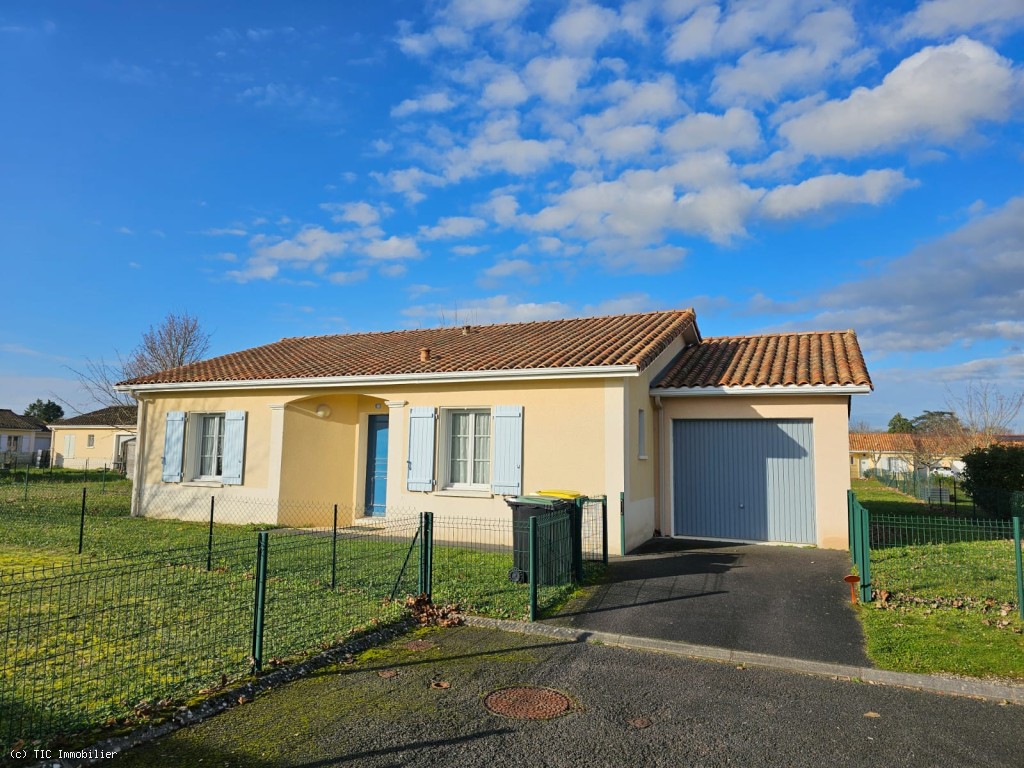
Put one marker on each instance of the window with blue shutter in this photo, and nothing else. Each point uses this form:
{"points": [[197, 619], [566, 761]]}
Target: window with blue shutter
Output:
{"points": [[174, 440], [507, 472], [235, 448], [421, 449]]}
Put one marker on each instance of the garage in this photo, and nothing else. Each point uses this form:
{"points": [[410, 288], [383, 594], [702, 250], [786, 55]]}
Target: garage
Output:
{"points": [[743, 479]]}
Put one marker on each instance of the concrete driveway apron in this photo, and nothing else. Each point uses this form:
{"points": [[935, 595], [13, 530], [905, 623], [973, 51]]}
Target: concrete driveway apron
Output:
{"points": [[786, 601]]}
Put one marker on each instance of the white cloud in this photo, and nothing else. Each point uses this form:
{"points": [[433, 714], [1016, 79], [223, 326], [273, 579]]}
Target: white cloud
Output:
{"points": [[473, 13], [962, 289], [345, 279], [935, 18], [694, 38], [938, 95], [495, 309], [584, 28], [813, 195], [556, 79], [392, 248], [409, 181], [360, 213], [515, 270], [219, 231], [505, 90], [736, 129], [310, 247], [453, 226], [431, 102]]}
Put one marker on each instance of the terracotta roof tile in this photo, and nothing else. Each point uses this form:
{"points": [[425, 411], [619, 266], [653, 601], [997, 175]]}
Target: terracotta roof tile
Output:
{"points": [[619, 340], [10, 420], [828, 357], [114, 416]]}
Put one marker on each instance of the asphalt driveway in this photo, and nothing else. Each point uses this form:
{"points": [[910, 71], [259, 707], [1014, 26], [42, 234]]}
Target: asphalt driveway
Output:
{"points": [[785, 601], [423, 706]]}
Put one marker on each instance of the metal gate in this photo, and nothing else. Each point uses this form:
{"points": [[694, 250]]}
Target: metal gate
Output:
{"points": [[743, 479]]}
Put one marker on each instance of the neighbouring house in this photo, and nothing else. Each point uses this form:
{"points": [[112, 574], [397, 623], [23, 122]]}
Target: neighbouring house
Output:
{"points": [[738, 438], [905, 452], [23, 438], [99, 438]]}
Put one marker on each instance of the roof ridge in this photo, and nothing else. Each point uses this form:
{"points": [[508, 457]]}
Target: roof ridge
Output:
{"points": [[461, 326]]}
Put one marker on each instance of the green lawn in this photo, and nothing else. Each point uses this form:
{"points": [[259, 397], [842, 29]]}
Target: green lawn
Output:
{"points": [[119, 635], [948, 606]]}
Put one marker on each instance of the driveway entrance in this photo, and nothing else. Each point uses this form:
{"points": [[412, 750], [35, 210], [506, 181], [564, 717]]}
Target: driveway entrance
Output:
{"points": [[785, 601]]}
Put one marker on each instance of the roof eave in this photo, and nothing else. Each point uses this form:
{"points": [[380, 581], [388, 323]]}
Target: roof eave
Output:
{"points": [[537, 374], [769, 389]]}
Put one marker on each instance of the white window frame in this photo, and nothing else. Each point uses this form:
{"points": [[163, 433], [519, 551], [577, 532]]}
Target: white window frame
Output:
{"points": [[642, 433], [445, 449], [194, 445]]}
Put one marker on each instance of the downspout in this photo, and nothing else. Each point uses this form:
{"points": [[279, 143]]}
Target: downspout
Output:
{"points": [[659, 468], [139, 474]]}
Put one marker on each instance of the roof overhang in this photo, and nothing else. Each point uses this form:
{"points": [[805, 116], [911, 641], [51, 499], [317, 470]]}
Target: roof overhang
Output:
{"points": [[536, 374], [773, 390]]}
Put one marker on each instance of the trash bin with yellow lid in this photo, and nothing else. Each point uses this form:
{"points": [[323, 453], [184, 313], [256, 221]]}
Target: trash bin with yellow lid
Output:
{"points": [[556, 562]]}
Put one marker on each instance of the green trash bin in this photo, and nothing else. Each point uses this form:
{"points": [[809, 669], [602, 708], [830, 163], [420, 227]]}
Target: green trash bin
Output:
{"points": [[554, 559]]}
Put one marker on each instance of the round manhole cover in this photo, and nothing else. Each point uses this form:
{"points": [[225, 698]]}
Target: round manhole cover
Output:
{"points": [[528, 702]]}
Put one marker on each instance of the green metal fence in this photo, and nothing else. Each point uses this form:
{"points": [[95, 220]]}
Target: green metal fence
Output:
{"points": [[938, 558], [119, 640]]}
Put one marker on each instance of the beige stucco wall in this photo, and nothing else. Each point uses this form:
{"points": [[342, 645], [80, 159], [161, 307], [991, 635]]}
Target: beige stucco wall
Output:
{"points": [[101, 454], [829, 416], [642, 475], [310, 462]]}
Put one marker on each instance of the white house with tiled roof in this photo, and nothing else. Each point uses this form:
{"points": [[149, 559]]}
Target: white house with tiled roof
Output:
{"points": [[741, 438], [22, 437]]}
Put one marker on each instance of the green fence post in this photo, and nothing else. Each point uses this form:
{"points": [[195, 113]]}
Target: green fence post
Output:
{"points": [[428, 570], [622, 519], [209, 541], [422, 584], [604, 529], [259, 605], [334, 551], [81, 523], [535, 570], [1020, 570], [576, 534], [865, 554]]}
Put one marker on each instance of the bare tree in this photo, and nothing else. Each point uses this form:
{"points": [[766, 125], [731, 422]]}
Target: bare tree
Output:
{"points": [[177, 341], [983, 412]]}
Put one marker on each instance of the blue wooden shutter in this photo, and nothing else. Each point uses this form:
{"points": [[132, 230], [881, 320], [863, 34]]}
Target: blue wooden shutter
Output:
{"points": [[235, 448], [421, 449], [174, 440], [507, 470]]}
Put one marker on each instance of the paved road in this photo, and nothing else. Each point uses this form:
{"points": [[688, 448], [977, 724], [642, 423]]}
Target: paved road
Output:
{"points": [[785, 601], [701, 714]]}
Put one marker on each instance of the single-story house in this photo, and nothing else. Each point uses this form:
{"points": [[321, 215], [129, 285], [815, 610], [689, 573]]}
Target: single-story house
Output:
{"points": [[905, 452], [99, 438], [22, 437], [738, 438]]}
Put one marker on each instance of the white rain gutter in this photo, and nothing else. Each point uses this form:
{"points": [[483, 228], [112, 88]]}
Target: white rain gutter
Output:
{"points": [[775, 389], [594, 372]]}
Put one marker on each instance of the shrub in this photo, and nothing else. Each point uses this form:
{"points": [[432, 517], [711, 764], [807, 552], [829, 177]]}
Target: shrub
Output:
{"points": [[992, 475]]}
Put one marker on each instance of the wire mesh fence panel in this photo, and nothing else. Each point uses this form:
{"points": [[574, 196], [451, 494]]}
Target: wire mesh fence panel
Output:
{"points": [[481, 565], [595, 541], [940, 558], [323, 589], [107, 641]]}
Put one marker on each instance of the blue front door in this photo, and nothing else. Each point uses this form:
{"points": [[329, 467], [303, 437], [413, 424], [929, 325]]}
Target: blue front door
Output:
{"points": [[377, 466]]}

> [EXERCISE BRIEF]
Rewrite the portion of the material running from the line containing "Put one marker on each instance of the blue front" through the end of the material, substituting "green front door" for "blue front door" and leaving all else unchanged.

> [WRITTEN SOLUTION]
Put one marker on each instance of the green front door in this photo, and nothing else. Each point uses this form:
{"points": [[329, 467], [303, 437], [413, 424], [929, 325]]}
Target: green front door
Output:
{"points": [[377, 466]]}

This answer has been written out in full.